### EXTRACTED TEXT
DETAILED DESCRIPTION

[0027] Various embodiments will be described in detail with reference to the drawings, wherein like reference numerals represent like parts and assemblies throughout the several views. Reference to various embodiments does not limit the scope of the claims attached hereto. Additionally, any examples set forth in this specification are not intended to be limiting and merely set forth some of the many possible embodiments for the appended claims. It is understood that various omissions and substitutions of equivalents are contemplated as circumstances may suggest or render expedient, but these are intended to cover applications or embodiments without departing from the spirit or scope of the claims attached hereto. Also, it is to be understood that the phraseology and terminology used herein are for the purpose of description and should not be regarded as limiting.

[0028] The disclosed system, illustrated in FIG. 1, is designed to provide cost effective location and sensor information for low- to medium-value assets, wherein those assets may be mobile between physical locations and zones, or areas, within physical locations. For example, the disclosed system can be used by shopping establishments, airports, amusement parks, movie production companies, manufacturers, farmers, pharmaceutical companies, blood supply companies, hospitals, other healthcare institutions, railways, trucking companies, and building maintenance businesses to detect location and movement of assets.

[0029] In some embodiments, the system can be deployed by minimally trained employees, be maintenance free for several years, be able to withstand harsh environmental conditions, and allow customers to view the resulting asset information using computing devices that can display web browsers, such as smart phones, tablets, and laptops or personal computers.

[0030] In some embodiments, at least a portion of the disclosed system, such as a wireless Beacon 102, can be attached to, or carried by, assets such as, but not limited to, carts, strollers, airport GSE (Ground Support Equipment), livestock, employees, cold-chain containers (a temperature probe can be in contact with the container to further track temperature for sensitive assets such as blood products, vaccines, and pharmaceuticals), trailers (can further cache GPS information on Beacons), rail cars (can further cache GPS information on Beacons), hospital equipment (can further track temperature and humidity of sensitive equipment), and building maintenance equipment. Attachment of the Beacon 102 to an asset can be via screws, mounting or back plate, adhesive, straps, or, for livestock, an earpiece.

[0031] Beacons

[0032] The wireless Beacon 102, illustrated in FIG. 7, can be comprised of a wireless transceiver 702, such as a radio transceiver, an antenna 704, such as an internal radio antenna, internal sensors 706, and a processor, such as a microprocessor 708, and can be sealed in a housing or enclosure 710 and have a power source, such as a battery 712. In some embodiments, the Beacon transceiver 702 is replaced with a transmitter. The sensors 706 included in the Beacon 102 can be, but are not limited to, an accelerometer, a temperature gauge, a push button, a GPS, a radiation sensor, a light sensor, and a humidity sensor. In some embodiments, as illustrated in FIG. 7, the Beacon can have a built-in GPS receiver 714 and antenna 716 to enable it to communicate its coordinates to Gateways using GPS 108.

### ASSIGNED TASK 1
According to the detailed description, why can a Beacon include a built-in GPS receiver and antenna? Answer in one to three sentences.
### ASSIGNED TASK 2
Repeat the detailed description word for word from "DETAILED DESCRIPTION" up to and including "regarded as limiting.".
The records are separate material and have no tie to the detailed description.

### EXCERPTED DATA

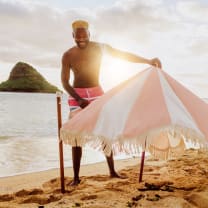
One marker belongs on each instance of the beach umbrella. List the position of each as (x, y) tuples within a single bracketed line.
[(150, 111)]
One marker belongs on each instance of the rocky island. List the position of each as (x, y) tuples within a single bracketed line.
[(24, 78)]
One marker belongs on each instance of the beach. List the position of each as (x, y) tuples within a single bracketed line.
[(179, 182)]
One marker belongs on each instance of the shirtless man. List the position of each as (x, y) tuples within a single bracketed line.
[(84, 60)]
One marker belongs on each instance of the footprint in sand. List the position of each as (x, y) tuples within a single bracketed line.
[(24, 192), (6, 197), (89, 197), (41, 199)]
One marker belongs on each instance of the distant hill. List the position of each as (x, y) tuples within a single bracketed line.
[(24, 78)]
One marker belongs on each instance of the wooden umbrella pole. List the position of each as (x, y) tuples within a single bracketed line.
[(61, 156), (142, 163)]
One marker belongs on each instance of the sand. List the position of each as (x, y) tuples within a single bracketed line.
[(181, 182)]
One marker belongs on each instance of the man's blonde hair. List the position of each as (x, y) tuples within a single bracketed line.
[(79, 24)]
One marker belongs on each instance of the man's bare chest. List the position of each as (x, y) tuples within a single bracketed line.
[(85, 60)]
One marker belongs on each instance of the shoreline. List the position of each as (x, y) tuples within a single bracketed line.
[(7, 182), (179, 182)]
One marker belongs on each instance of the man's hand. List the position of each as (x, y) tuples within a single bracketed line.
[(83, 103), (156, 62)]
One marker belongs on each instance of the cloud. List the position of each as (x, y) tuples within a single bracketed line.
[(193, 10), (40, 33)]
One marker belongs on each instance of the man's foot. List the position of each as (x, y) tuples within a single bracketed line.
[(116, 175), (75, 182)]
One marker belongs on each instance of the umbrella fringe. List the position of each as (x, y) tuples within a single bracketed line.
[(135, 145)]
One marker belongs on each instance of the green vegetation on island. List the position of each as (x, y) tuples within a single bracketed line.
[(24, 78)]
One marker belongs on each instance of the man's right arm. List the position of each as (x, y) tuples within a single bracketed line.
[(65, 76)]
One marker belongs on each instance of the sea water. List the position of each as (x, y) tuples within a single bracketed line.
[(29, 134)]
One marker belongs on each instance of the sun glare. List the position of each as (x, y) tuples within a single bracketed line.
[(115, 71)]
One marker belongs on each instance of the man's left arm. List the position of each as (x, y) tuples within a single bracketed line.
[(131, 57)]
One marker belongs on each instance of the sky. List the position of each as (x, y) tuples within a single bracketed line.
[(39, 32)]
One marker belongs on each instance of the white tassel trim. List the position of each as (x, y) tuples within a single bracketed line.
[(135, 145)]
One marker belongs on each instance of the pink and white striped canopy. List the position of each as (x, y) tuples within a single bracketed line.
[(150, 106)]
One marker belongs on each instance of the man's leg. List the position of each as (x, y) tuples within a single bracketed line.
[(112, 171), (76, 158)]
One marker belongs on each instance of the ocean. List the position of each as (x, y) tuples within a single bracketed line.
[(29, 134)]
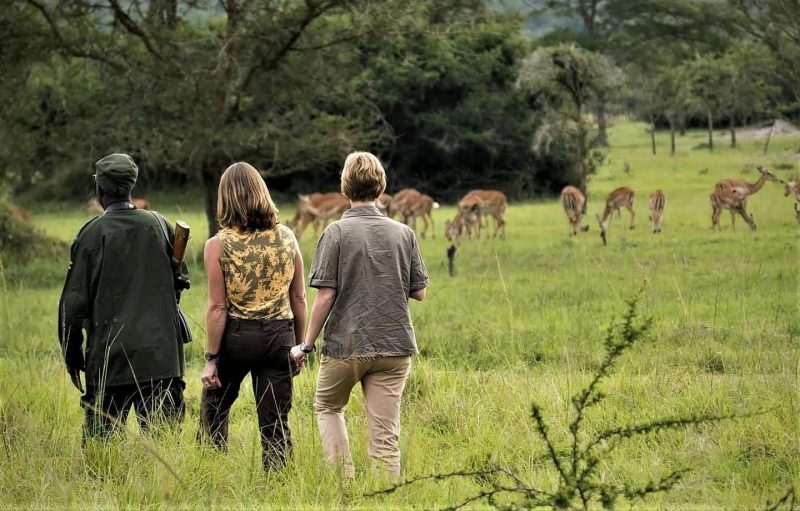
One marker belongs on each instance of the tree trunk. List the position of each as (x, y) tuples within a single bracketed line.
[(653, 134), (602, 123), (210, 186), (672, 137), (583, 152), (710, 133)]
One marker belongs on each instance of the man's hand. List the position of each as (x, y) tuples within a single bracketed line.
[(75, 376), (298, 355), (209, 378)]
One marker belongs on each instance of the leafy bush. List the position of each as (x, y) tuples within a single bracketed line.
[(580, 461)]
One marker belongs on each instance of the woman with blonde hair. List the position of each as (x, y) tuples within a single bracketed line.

### TASK RESPONSE 1
Some Beacons have a built-in GPS receiver and antenna so that they can send their coordinates to Gateways using GPS.

### TASK RESPONSE 2
DETAILED DESCRIPTION

[0027] Various embodiments will be described in detail with reference to the drawings, wherein like reference numerals represent like parts and assemblies throughout the several views. Reference to various embodiments does not limit the scope of the claims attached hereto. Additionally, any examples set forth in this specification are not intended to be limiting and merely set forth some of the many possible embodiments for the appended claims. It is understood that various omissions and substitutions of equivalents are contemplated as circumstances may suggest or render expedient, but these are intended to cover applications or embodiments without departing from the spirit or scope of the claims attached hereto. Also, it is to be understood that the phraseology and terminology used herein are for the purpose of description and should not be regarded as limiting.